Print each of the lines below verbatim, with nothing changed.

⟨

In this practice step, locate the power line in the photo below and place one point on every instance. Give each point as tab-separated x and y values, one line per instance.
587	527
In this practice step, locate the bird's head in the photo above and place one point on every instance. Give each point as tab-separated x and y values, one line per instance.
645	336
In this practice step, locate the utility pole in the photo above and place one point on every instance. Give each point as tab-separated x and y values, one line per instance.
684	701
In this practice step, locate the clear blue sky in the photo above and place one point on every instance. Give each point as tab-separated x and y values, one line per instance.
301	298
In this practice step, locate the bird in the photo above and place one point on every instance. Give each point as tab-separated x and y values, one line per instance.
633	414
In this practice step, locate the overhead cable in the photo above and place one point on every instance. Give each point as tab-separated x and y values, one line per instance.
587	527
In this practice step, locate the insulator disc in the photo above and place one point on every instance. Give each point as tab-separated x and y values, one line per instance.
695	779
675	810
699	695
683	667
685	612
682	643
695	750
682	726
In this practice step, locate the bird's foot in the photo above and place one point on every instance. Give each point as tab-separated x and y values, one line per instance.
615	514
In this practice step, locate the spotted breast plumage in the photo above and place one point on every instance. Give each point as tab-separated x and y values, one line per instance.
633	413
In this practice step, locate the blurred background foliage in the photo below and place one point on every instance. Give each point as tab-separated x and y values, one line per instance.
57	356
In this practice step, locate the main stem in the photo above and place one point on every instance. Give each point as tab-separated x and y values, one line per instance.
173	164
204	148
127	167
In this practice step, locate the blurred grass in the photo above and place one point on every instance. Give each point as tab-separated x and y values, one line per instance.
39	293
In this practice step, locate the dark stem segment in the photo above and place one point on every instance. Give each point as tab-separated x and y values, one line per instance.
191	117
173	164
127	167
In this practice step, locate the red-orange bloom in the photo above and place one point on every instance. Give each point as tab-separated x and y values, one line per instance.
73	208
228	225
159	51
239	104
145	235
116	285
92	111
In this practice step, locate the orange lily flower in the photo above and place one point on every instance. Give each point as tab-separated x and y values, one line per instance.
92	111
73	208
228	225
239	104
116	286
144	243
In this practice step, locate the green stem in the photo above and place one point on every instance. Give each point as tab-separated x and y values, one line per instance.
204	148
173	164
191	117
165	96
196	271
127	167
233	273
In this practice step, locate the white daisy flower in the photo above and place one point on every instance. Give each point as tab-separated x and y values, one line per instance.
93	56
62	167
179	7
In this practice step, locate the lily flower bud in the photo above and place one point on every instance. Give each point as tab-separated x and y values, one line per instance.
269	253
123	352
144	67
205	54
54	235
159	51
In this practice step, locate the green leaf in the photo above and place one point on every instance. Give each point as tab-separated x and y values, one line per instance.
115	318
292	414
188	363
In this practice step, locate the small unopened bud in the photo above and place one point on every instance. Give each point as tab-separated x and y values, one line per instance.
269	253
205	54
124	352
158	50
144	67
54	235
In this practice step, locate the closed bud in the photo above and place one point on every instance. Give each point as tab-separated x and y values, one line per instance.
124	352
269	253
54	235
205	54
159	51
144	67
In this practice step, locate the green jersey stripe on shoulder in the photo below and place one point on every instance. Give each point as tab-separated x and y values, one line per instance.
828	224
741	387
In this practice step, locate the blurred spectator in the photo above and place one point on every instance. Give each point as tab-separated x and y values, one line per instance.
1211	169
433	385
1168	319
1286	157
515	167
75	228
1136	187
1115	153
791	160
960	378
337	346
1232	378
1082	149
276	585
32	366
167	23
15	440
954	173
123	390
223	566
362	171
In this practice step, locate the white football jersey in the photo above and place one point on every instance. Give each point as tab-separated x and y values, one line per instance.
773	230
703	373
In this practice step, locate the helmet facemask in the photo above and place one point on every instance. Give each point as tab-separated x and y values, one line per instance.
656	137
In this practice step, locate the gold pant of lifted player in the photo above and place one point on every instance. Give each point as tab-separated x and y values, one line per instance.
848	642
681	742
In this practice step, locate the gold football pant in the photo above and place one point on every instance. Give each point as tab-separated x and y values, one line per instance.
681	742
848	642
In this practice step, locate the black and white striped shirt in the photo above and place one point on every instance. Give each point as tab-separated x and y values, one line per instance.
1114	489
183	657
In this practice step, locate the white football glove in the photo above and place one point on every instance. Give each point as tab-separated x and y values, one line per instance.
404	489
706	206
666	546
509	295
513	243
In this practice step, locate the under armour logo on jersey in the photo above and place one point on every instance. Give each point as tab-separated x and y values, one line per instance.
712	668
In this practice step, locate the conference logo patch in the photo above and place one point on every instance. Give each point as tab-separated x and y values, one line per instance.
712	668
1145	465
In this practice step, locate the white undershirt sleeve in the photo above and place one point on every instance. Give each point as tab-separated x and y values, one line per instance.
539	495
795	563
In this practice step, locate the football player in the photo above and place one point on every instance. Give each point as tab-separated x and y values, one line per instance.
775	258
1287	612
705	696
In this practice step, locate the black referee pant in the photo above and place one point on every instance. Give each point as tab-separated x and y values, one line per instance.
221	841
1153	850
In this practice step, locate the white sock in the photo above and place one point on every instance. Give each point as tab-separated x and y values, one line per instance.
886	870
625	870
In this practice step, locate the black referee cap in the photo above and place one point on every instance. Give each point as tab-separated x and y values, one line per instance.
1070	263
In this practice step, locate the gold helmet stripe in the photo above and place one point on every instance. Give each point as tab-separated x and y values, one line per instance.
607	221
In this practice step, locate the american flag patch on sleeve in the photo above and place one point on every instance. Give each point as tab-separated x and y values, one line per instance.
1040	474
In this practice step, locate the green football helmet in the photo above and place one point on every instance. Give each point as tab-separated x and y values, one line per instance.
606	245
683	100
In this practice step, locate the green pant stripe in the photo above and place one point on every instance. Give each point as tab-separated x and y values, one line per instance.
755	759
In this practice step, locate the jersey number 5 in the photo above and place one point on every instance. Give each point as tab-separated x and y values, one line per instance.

⟩

§ **EXERCISE ANSWER**:
In this practice step, locate the power line in the photo below and place one point on every instance. Give each point as tab-separated x and y values, one line per instance.
587	527
In this practice step, locate the bird's head in the photo above and place one point on every instance. Give each point as tab-separated x and y values, one line per instance.
645	336
In this practice step, locate the utility pole in the photo above and place one point on every instance. Give each point as tab-separated x and y values, one line per instance.
684	701
In this practice step, locate the clear blue sky in the photo above and place one point on every instance. Give each point as tab-separated x and y values, one line per instance.
301	298
In this practice step, locate the bird in the photo above and place one point on every instance. Give each point as tab-separated x and y values, one line per instance.
633	414
In this practice step, locate the overhead cable in the photo above and place one point on every instance. Give each point as tab-separated x and y values, one line per instance.
587	527
In this practice step, locate the insulator disc in the photo above and place one point on every instance. Give each point as tab-separated x and y values, one line per instance.
695	779
675	810
699	695
683	667
685	612
682	643
695	750
682	726
In this practice step, locate the bird's foot in the photo above and place one point on every instance. Give each point as tab-separated x and y values, one line per instance.
615	514
In this practice step, locate the spotted breast plumage in the photo above and place one point on every instance. Give each point as tab-separated x and y values, one line per instance.
633	413
In this practice step, locate the blurred background foliage in the photo below and place one point on every instance. Give each point as tab-separated x and y values, one line per instance.
57	356
In this practice step, locate the main stem in the photo above and place one point on every instance. Give each point as tab-separated x and y values, one line per instance.
173	164
204	148
127	167
In this practice step, locate the blurred grass in the photo above and place one point on every instance. Give each point as tab-separated x and y values, one line per instance.
39	293
In this practice step, locate the dark stem segment in the photo above and place one point on every instance. Give each point as tab-separated x and y values, one line per instance.
191	117
173	164
127	167
In this practice step, locate the red-orange bloom in the photo above and place one point on every instance. Give each point as tab-separated x and y values, one line per instance.
73	208
228	225
159	51
239	104
145	235
116	285
92	111
In this practice step, locate the orange lily flower in the photo above and place one point on every instance. Give each point as tab-separated x and y values, one line per instance.
92	111
73	208
228	225
239	104
116	286
144	243
In this practice step, locate the green stem in the photo above and place one point on every instance. Give each point as tab-separated x and y values, one line per instance.
204	148
173	164
191	117
165	96
196	271
127	167
233	273
In this practice step, locate the white daisy flower in the photo above and place one point on every instance. Give each point as tab-separated x and y values, one line per instance.
93	56
62	167
179	7
In this practice step, locate the lily flower bud in the photo above and place one point on every instance. Give each point as tab-separated x and y values, one line per instance.
269	253
123	352
144	67
205	54
54	235
159	51
In this practice step, locate the green leaf in the photo above and place one point on every instance. Give each point as tab-separated x and y values, one line per instance.
115	318
292	414
188	363
In this practice step, locate the small unopened bud in the photo above and place one point on every instance. Give each point as tab-separated x and y values, one line per instance.
269	253
205	54
124	352
158	50
144	67
54	235
In this practice step, locate the closed bud in the photo above and place one point on every instance. Give each point as tab-separated x and y values, one line per instance.
124	352
269	253
54	235
205	54
159	51
144	67
In this practice step, locate the green jersey stripe on shoulder in the photo below and place one point on every instance. Give each point as tab-separated x and y values, one line per instance.
828	224
741	387
In this practice step, locate the blurred spectator in the photo above and place one point on every instance. Give each point as tab-separated x and y values, one line per instance.
1211	169
433	385
1168	319
1286	157
515	167
75	228
1136	187
1115	153
791	160
960	378
337	346
1232	378
1082	149
276	585
32	366
167	23
15	440
954	173
123	390
223	566
362	171
In this practice step, locate the white football jersey in the photo above and place one point on every instance. Give each point as tab-separated x and y values, one line per instance.
773	230
703	373
In this practice step, locate the helmet facemask in the photo above and place one point on every instance. Give each point as tab-separated x and y values, one line per instance.
656	137
In this practice step, locate the gold pant of lifted player in the photo above and place one point on every instance. Give each point as tab-separated x and y values, one line per instance.
848	642
681	742
In this practice step, locate the gold football pant in the photo above and place one point on every instance. Give each point as tab-separated x and y values, one line per instance.
681	742
848	642
In this practice step, locate the black and white striped shirt in the photo above and place one point on every instance. Give each point as tab-separated x and y values, one line per instance.
1114	489
183	657
In this practice step, locate the white football glove in the photo above and place one point on every instance. Give each point as tab-separated x and y values, one line per instance.
404	489
706	206
666	546
509	295
513	243
In this practice step, locate the under armour logo on jersey in the photo above and place one point on every instance. Give each point as tab-separated x and y values, one line per instance.
712	668
In this practice step, locate the conference logo patch in the photo above and place one point on every instance. Give each point as tab-separated x and y values, one line per instance.
712	668
1145	465
In this practice step, locate the white undershirt sleeve in the photo above and place one point on every instance. Give each point as tab-separated x and y values, one line per instance.
539	495
795	563
In this practice step, locate the football player in the photo above and place one point on every instance. Give each point as tab-separated x and y values, one line per instance.
775	258
1287	612
705	696
In this practice step, locate the black referee pant in the photo above and place one point on every instance. Give each point as tab-separated x and y values, one line per instance.
221	841
1153	850
In this practice step, locate the white sock in the photo above and place one point on every instance. Give each point as tab-separated x and y values, one line per instance.
886	870
625	870
In this practice step, locate the black referee cap in the photo above and place one point on every instance. Give each point as tab-separated x and y values, one line per instance.
1070	263
In this practice step, locate the gold helmet stripe in the photo above and place one point on every instance. Give each point as tab-separated x and y values, one line per instance.
607	221
In this practice step, locate the american flag patch on sleeve in the photo above and place one point on every instance. Give each point as tab-separated x and y values, one line per instance.
1040	474
In this practice step, locate the green football helmet in the photo above and place one point on every instance. Give each point as tab-separated x and y values, one line per instance.
606	245
683	100
In this practice step, locate the green pant stripe in the photo above and place one point on every instance. Give each point as tab-separated x and y values, one line per instance.
755	759
In this practice step, locate the jersey number 5 in the photo above and place one point on every instance. Give each point as tab-separated x and y values, one line per instance.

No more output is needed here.